:: Extrait fourni ::
Quelle consécration pour 120 battements par minute ! Le triomphe attendu du film coup de poing de Robin Campillo sur la lutte d'Act Up contre le sida a bien eu lieu vendredi soir lors de la 43ème cérémonie des César. Déjà auréolé du Grand Prix au Festival de Cannes, 120 battements par minute a dominé la soirée de bout en bout, depuis le premier César, remis au jeune Pérez Nahuel Biscayart, jusqu'au tout dernier récompensant le Meilleur film. Entre-temps, l'équipe du film a été appelée sur scène à quatre reprises, pour un total de six César, un de plus que le concurrent Au revoir là-haut.

Triomphe pour Robin Campillo. Le sacre de 120 battements par minute, vu par 800.000 spectateurs en salles, est d'abord celui d'un homme, le réalisateur Robin Campillo, personnellement récompensé à deux reprises pour le montage et le scénario. En revanche, le César du Meilleur réalisateur lui a échappé pour atterrir dans l'escarcelle d'Albert Dupontel, pour son travail virtuose sur Au revoir là-haut. Cette personnalisation du succès du film n'est pas anodine, tant le cinéaste s'est engagé corps et âme dans le projet. Robin Campillo a attendu plus de vingt ans pour filmer le début de la lutte contre le sida, à travers le combat de l'association Act Up.

De l'aventure Act Up, il a restitué les opérations spectaculaires à coups de jets de poches de faux sang, les débats tendus pour décider des actions à mener, des positions à adopter et des avancées médicales. Philippe Mangeot, ancien président d'Act Up, a participé au scénario. Mais Robin Campillo montre aussi le sexe, l'amour, les gay pride et les soirées exutoires au son de la house music, dont le tempo donne son titre au film. De la mort, il est bien évidemment question, mais c'est surtout le combat contre l'indifférence, les laboratoires et la maladie qui passe au premier plan.
:::
:: Données d'entrée ::
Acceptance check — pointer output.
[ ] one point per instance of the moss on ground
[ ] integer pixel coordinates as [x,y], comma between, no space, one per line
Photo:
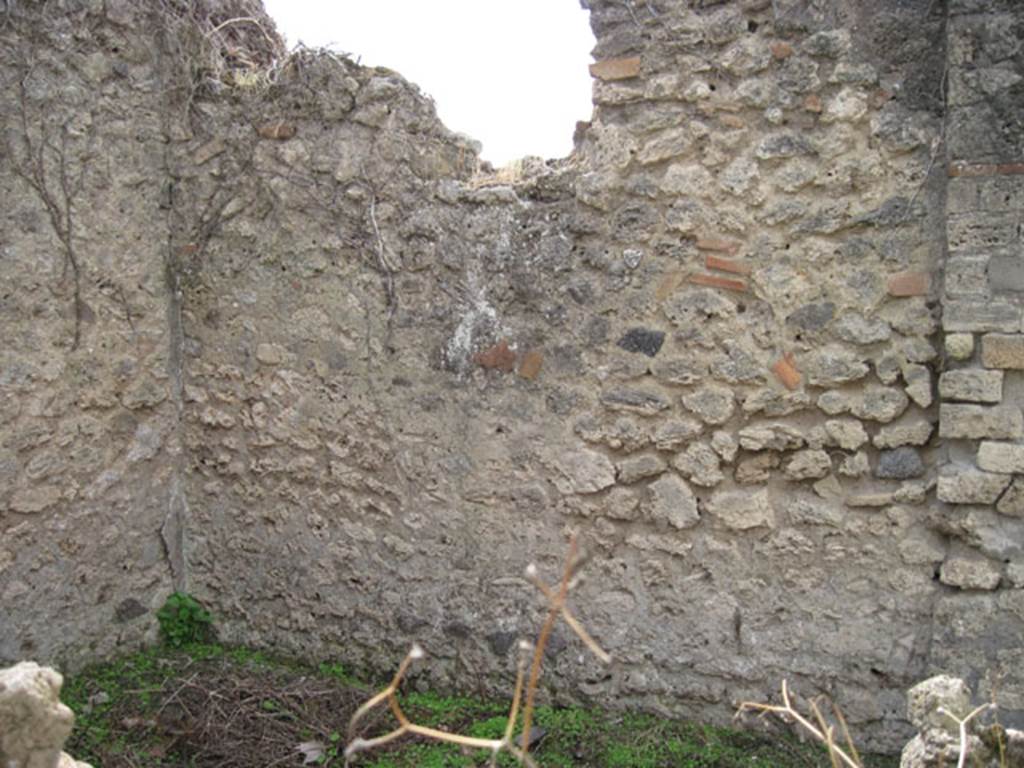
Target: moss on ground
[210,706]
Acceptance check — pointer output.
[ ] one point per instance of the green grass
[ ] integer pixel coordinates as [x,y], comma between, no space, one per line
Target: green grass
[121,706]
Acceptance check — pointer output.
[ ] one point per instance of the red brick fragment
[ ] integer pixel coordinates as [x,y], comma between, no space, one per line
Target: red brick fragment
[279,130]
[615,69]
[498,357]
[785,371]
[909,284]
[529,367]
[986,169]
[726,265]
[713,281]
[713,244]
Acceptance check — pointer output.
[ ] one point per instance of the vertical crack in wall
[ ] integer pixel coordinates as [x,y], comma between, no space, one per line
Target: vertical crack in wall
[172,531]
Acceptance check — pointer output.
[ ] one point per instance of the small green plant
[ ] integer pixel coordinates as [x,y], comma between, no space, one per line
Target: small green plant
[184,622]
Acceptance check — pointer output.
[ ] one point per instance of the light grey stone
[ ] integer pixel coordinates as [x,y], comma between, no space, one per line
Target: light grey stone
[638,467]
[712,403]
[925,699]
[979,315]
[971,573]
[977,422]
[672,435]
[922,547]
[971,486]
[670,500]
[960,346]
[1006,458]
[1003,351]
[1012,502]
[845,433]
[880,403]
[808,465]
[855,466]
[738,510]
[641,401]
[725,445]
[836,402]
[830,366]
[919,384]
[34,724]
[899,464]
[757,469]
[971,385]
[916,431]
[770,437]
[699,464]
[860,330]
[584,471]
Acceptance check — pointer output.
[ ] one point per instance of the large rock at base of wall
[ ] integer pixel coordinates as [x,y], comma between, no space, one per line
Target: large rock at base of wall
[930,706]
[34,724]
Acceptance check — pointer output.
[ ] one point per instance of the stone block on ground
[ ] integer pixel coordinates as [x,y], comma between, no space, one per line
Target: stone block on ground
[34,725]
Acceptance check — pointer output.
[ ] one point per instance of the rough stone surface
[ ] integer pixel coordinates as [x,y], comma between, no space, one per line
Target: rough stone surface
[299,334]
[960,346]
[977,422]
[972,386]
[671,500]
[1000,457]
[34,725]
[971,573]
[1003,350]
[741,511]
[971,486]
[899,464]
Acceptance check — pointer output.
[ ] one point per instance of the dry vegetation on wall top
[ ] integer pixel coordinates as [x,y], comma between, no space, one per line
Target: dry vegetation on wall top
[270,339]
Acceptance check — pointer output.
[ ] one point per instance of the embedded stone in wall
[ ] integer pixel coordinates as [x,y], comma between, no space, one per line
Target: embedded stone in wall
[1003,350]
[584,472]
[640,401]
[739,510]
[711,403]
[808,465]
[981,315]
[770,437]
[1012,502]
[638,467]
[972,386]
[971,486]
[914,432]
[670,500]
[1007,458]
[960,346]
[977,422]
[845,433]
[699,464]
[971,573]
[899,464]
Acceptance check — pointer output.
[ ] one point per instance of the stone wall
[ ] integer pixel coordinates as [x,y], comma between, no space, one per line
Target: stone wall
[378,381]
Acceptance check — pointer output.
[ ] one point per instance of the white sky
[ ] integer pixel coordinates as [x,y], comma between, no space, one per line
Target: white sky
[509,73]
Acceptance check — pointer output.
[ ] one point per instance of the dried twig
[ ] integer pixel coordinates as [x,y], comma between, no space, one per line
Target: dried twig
:::
Consigne 1 - Reproduisez tel quel, dans l'article sur le sacre de 120 battements par minute aux César, le passage allant de "Triomphe pour Robin" jusqu'à "l'association Act Up.".
Consigne 2 - Traduisez en anglais cette phrase de l'article sur le sacre de 120 battements par minute aux César : « Philippe Mangeot, ancien président d'Act Up, a participé au scénario. »
Consigne 3 - Rédigez la suite de l'article sur le sacre de 120 battements par minute aux César, à partir de sa dernière phrase.
Ces entrées proviennent d'une autre source que l'extrait.

Résultat 1 -
Triomphe pour Robin Campillo. Le sacre de 120 battements par minute, vu par 800.000 spectateurs en salles, est d'abord celui d'un homme, le réalisateur Robin Campillo, personnellement récompensé à deux reprises pour le montage et le scénario. En revanche, le César du Meilleur réalisateur lui a échappé pour atterrir dans l'escarcelle d'Albert Dupontel, pour son travail virtuose sur Au revoir là-haut. Cette personnalisation du succès du film n'est pas anodine, tant le cinéaste s'est engagé corps et âme dans le projet. Robin Campillo a attendu plus de vingt ans pour filmer le début de la lutte contre le sida, à travers le combat de l'association Act Up.

Résultat 2 - Philippe Mangeot, a former president of Act Up, contributed to the screenplay.

Résultat 3 -
"Silence = mort". Le passage sur scène de Robin Campillo pour recevoir son César du Meilleur scénario original restera comme l'un des grands moments de la cérémonie. Le réalisateur de 55 ans s'est fendu d'un long discours politique. "Tous les thèmes dont on parlait à l'époque, c'est-à-dire les toxicos, les prostituées, les étrangers - on dit plutôt migrants aujourd'hui, sont toujours d'actualité 25 ans après", a-t-il asséné. "Pour les toxicos, certes il y a eu les échanges de seringue qui ont fait baisser le taux de séropositivité chez les usagers de drogue. Mais on reste dans la loi de 1970, c'est l'interdit absolu, le tout répressif. On continue de mettre en danger les usagers et il n'y a aucun impact sur les trafics."

Il s'est ensuite attardé sur la situation dramatique des migrants. "Ça fait 15 ans que le problème des migrants perdure mais depuis un an le traitement vis-à-vis d'eux est encore plus brutal. Je dois vous dire que la loi qui va être votée bientôt sera encore pire. On va pouvoir enfermer plus facilement, plus longuement et expulser plus rapidement les migrants. Il est temps d'entendre les associations, sur tous les sujets, car comme il y a 25 ans, silence = mort", a martelé le réalisateur.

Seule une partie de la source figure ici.